> WORK TO COMPLETE:
1. In the shrub thread, what is the name given for one dwarf loropetalum?
2. Retype the shrub thread from "## Movingshrub (Jun" up to and including "handle partial shade.".

> GIVEN PASSAGE:
━━━━━━━━

# Suggestions for shrubs around the house



## Killmeh (Mar 1, 2018)

What is a scrub that can flower in full shade wont grow much taller than 4-5 foot and can be trimmed to say 3' width?

I know a lot of criteria but i figured you guys would know!

also you can suggest some that can take partial/full sun for the other side of the house too!


----------



## Colonel K0rn (Jul 4, 2017)

I'd recommend Elephant Ears or Hydrangeas.

If you're going for color, go with the loropetalum, which is what I have in front of my house. When they get new growth, the leaves are a reddish-purplish hue, and they put off pretty purple flowers. Mine are way too large, 5' tall. I'm actually considering removing them, and replacing them with the dwarf variety.

I'm partial to tea olives, which are slow growing, but put off a very intoxicating sweet smell when they bloom. Another fuller bush option is gardenias or azaleas. Knockout roses are great fillers too. They bloom often, and you can cut them down to about 6-8" at the end of the season, and they'll come right back, bigger and badder than before. Prolific bloomers.


----------



## Killmeh (Mar 1, 2018)

Thanks for the suggestion!


----------



## Movingshrub (Jun 12, 2017)

There are also dwarf loropetalums, one is called a purple pixie, that you may want to consider depending on the other plants you select.

Also, there is a non-seeding ligustrum (sunshine ligustrum) that we planted due to the low maintenance aspect. I think it will handle partial shade.


----------

━━━━━━━━

> GIVEN ENTRIES:
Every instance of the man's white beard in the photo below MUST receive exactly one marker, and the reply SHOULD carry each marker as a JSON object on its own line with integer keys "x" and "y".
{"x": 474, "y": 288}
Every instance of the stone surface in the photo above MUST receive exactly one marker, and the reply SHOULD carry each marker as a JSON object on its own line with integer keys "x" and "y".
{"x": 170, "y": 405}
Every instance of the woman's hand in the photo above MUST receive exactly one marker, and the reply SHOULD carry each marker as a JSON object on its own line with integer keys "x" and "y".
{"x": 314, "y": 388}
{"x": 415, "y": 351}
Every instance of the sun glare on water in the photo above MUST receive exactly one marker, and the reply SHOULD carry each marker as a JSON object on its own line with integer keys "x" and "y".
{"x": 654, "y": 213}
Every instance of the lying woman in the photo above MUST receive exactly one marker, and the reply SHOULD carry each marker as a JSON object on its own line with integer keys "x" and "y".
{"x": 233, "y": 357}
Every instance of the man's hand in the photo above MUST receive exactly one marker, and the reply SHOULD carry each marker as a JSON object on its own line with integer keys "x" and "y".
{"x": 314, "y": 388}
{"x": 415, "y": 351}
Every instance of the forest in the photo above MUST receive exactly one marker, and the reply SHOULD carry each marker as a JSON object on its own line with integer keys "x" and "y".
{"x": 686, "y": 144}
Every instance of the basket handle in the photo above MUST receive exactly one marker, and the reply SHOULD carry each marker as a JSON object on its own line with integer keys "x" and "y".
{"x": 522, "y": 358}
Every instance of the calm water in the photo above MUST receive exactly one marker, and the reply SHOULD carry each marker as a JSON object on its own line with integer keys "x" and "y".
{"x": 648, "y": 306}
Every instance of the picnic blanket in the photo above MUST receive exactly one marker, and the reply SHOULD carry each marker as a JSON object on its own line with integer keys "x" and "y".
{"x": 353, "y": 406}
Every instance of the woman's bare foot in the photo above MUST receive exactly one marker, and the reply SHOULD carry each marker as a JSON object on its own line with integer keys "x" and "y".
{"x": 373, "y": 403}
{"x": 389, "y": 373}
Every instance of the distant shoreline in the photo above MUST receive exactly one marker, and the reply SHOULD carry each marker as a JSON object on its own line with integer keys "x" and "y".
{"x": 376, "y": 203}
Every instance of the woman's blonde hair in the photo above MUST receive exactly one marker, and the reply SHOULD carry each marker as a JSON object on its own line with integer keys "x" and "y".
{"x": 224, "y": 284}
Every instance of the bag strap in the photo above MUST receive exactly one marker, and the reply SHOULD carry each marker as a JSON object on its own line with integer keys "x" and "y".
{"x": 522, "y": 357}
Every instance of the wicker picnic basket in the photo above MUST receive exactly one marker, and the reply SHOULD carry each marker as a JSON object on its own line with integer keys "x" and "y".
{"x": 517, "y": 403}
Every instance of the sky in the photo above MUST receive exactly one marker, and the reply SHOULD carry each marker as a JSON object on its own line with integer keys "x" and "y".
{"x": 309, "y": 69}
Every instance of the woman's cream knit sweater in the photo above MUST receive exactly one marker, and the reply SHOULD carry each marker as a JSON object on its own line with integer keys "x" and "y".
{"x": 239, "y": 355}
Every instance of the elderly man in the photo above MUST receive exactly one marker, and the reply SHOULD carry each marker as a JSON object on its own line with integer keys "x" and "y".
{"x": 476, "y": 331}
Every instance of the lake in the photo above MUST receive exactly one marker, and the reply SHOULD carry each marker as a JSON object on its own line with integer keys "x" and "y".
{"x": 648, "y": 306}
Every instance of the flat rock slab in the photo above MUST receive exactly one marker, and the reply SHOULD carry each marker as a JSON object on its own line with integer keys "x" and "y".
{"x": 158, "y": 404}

━━━━━━━━

> SOLUTION SET:
1. Purple pixie.

2.
## Movingshrub (Jun 12, 2017)

There are also dwarf loropetalums, one is called a purple pixie, that you may want to consider depending on the other plants you select.

Also, there is a non-seeding ligustrum (sunshine ligustrum) that we planted due to the low maintenance aspect. I think it will handle partial shade.